▸ **Required task A**
Pull out every line in the records below that contains the string "flag".

▸ **Text block**
We investigate additional configurations and conclude that QHE with TCS consistently follows the additive nature of the LBF, regardless of the configuration. In Figure 2, the positions of the current sources are fixed as in Figure 1, but the voltage is measured between terminal 2 and 6. In this set up, both $V_{\mathrm{15,26}}$ and $V_{\mathrm{37,26}}$ contain contributions from both longitudinal and transverse conductance arising from current $I_a$ and $I_b$, respectively. According to the LBF, the superposition of contributions from both sources predicts:

${V_2}^{\left(a,b\right)}-{V_6}^{\left(a,b\right)}=V_a-V_b=(h/2e^2)(I_a-I_b)$,

indicating that both currents contribute to the Hall voltage. This prediction is verified in Figure 2. In Figure 2(b), the Hall voltage is completely canceled when $I_a=I_b$, consistent with the expected result. Figure 2(c) and 2(d) demonstrate that the Hall voltages can be tuned and made asymmetric by varying the relative magnitudes of the two current sources.

▸ **Stored data**
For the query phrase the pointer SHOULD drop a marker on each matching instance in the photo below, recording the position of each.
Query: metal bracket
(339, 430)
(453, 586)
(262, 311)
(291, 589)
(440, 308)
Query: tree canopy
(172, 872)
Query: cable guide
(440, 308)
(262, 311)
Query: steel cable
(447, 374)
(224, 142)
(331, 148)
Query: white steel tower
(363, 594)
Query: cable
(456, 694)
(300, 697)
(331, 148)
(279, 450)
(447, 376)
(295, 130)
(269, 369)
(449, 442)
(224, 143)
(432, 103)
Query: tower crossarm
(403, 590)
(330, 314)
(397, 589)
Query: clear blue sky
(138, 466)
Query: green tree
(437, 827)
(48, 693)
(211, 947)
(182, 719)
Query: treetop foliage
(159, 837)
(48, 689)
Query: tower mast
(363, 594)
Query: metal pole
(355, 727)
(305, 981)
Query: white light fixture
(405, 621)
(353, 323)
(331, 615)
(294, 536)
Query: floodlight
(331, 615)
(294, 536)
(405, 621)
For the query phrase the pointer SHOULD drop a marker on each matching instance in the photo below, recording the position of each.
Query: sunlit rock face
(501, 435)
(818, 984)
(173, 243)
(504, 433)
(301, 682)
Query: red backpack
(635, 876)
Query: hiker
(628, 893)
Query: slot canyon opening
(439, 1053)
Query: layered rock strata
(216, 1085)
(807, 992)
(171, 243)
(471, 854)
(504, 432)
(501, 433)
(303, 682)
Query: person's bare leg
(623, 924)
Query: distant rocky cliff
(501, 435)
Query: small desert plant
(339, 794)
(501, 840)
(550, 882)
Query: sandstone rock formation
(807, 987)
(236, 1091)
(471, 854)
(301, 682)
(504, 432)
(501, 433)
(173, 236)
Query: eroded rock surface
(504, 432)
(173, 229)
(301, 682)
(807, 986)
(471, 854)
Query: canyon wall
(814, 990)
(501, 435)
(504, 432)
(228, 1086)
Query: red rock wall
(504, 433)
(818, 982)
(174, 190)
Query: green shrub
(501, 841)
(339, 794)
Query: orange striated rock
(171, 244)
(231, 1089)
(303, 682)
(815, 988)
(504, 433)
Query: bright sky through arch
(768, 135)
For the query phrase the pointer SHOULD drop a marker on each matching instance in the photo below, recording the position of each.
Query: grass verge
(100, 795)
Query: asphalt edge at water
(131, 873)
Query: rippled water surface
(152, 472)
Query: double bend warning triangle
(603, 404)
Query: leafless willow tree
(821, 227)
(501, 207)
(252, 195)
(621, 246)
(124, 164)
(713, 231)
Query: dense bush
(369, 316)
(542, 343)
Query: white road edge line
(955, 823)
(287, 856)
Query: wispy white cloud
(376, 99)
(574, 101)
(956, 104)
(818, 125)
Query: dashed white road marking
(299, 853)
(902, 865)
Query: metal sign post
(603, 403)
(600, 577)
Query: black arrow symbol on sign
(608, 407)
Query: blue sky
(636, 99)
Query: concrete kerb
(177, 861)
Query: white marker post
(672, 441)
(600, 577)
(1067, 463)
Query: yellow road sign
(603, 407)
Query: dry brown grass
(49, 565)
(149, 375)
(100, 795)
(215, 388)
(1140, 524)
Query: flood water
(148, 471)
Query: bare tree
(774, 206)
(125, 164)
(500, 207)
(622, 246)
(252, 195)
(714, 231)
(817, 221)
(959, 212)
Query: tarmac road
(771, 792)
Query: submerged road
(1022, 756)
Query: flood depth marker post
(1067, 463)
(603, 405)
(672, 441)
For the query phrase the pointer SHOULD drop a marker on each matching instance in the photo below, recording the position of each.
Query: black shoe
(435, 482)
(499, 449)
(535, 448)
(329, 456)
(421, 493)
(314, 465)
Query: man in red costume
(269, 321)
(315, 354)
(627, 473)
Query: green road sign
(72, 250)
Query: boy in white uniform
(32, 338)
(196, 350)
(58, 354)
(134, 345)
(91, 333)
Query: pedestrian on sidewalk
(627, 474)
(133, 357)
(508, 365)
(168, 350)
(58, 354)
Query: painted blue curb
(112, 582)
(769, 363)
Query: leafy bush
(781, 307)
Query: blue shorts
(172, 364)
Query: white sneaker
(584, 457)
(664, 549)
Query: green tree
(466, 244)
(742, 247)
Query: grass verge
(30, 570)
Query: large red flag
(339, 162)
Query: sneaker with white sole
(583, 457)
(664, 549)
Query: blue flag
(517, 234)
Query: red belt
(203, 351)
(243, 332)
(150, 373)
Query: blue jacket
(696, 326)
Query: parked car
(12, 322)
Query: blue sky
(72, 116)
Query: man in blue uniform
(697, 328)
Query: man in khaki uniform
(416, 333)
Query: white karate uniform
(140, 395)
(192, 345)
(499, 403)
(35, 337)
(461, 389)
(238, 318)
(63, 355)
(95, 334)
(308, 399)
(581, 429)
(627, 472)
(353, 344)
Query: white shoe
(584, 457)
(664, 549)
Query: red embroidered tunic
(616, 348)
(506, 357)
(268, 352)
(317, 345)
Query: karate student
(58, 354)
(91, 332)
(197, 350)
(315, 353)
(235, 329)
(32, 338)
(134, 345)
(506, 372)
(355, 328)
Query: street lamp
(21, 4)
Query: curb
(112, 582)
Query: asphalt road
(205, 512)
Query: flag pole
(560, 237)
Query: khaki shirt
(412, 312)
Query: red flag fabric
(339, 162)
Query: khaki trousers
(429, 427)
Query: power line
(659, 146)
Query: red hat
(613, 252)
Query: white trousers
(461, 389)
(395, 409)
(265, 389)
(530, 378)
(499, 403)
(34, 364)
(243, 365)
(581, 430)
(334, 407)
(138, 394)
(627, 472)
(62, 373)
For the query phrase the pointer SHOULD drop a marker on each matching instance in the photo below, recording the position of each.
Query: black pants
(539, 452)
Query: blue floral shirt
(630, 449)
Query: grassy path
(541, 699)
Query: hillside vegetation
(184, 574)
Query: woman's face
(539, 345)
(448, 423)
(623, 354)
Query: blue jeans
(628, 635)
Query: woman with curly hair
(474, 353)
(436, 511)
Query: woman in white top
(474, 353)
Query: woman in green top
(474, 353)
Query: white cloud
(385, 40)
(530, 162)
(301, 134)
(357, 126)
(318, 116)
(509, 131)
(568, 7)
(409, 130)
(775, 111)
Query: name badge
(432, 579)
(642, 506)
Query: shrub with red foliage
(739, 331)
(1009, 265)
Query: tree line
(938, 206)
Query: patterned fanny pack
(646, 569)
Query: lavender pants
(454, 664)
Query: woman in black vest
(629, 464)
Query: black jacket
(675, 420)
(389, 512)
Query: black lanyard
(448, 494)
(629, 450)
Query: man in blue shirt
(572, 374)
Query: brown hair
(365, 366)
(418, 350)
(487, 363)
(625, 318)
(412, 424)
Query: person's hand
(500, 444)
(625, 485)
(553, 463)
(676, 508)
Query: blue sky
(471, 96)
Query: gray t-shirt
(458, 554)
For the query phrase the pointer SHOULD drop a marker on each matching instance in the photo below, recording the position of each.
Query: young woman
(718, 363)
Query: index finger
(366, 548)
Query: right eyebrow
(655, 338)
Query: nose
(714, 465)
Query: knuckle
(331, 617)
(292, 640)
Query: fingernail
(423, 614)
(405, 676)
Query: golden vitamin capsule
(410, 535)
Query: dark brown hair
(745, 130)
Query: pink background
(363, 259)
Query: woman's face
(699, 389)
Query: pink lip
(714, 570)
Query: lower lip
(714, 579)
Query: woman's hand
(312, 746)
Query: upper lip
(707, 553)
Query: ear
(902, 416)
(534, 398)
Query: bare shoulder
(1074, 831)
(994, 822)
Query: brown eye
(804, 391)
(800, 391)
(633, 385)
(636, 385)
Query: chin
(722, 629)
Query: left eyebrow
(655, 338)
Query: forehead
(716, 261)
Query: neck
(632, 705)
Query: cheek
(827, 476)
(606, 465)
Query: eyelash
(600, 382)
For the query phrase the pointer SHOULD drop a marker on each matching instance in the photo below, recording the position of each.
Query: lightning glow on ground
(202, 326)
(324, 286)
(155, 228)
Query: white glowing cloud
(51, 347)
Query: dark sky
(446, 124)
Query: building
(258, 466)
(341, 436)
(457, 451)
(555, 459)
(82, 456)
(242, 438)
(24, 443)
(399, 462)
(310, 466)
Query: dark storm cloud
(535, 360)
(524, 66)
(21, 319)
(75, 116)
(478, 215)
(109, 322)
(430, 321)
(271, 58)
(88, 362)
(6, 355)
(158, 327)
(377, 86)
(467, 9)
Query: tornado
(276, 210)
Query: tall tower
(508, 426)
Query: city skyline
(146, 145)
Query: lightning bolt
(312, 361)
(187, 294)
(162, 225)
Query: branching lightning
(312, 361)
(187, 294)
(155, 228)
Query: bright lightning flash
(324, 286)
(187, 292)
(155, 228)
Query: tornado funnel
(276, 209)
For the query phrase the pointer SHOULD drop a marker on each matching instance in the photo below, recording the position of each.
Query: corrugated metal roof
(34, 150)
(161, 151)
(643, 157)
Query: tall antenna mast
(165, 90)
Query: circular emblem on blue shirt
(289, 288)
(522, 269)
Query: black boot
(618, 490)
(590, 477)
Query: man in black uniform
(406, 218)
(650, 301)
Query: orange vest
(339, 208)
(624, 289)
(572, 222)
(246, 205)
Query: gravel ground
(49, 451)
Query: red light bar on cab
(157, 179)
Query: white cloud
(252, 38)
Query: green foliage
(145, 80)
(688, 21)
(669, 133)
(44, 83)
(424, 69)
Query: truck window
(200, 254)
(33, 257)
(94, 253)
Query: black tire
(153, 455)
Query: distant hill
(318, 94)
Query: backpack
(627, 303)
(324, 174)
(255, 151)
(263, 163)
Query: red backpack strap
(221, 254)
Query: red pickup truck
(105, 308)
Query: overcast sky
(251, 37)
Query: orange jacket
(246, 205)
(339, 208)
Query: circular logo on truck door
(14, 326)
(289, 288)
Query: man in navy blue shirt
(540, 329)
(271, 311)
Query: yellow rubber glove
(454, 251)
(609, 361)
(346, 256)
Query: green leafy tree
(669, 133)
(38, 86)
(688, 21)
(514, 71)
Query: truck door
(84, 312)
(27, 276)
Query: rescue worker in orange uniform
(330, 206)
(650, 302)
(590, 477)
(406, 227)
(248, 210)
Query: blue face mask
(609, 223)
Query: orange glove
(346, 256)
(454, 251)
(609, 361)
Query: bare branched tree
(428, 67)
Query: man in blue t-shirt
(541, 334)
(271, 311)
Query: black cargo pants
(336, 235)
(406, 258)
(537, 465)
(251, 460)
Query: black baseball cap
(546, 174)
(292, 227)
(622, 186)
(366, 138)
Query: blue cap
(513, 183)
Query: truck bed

▸ **Required task B**
In the text on the Hall voltage, between which terminals is the voltage measured in Figure 2?

▸ **Problem solution A**
Query: large red flag
Query: blue flag
Query: flag pole
Query: red flag fabric

▸ **Problem solution B**
Between terminal 2 and terminal 6.